#### Requirement:
Rewrite the records below so that every occurrence of "rough mask" becomes "coarse mask", and keep everything else unchanged.
(Source material Opens)
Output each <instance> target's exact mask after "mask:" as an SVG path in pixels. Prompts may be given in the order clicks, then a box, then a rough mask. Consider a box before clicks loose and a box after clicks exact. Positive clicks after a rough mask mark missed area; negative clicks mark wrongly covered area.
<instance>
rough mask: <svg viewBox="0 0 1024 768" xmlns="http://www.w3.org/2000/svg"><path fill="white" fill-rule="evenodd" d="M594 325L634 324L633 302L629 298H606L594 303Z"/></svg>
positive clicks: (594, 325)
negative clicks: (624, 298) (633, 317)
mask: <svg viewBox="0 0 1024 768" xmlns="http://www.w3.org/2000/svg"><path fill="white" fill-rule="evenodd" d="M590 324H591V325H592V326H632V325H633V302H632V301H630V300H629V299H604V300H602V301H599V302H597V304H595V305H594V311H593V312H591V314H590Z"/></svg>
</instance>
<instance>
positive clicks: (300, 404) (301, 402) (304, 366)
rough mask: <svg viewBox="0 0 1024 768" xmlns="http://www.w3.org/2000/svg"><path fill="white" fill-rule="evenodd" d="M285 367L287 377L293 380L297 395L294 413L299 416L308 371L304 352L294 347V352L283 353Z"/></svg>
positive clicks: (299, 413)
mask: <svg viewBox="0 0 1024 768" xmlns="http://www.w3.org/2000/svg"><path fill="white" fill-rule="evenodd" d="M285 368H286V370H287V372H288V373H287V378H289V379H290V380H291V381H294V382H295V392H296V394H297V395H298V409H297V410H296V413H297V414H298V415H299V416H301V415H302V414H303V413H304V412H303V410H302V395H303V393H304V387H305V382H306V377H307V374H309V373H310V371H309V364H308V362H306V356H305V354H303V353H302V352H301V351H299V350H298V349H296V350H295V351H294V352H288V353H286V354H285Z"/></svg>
(Source material Closes)
#### Result:
Output each <instance> target's exact mask after "mask:" as an SVG path in pixels. Prompts may be given in the order clicks, then a box, then a coarse mask. Consider a box before clicks loose and a box after clicks exact. Positive clicks after a coarse mask mark missed area; negative clicks mark wrongly covered area.
<instance>
coarse mask: <svg viewBox="0 0 1024 768" xmlns="http://www.w3.org/2000/svg"><path fill="white" fill-rule="evenodd" d="M594 325L634 324L633 302L629 298H606L594 303Z"/></svg>
positive clicks: (594, 325)
negative clicks: (624, 298) (633, 317)
mask: <svg viewBox="0 0 1024 768" xmlns="http://www.w3.org/2000/svg"><path fill="white" fill-rule="evenodd" d="M590 324H591V325H592V326H632V325H633V302H632V301H630V300H629V299H604V300H602V301H599V302H597V304H595V305H594V311H593V312H591V314H590Z"/></svg>
</instance>
<instance>
positive clicks: (300, 404) (301, 402) (304, 366)
coarse mask: <svg viewBox="0 0 1024 768" xmlns="http://www.w3.org/2000/svg"><path fill="white" fill-rule="evenodd" d="M285 367L287 377L293 380L297 395L294 413L299 416L308 371L304 352L294 347V352L283 353Z"/></svg>
positive clicks: (299, 413)
mask: <svg viewBox="0 0 1024 768" xmlns="http://www.w3.org/2000/svg"><path fill="white" fill-rule="evenodd" d="M285 368H286V370H287V372H288V373H287V378H289V379H290V380H291V381H294V382H295V392H296V394H297V395H298V409H297V410H296V413H297V414H298V415H299V416H301V415H302V414H303V413H304V412H303V410H302V395H303V393H304V387H305V382H306V377H307V374H309V373H310V371H309V364H308V362H306V356H305V354H303V353H302V352H301V351H299V350H298V349H296V350H295V351H294V352H288V353H286V354H285Z"/></svg>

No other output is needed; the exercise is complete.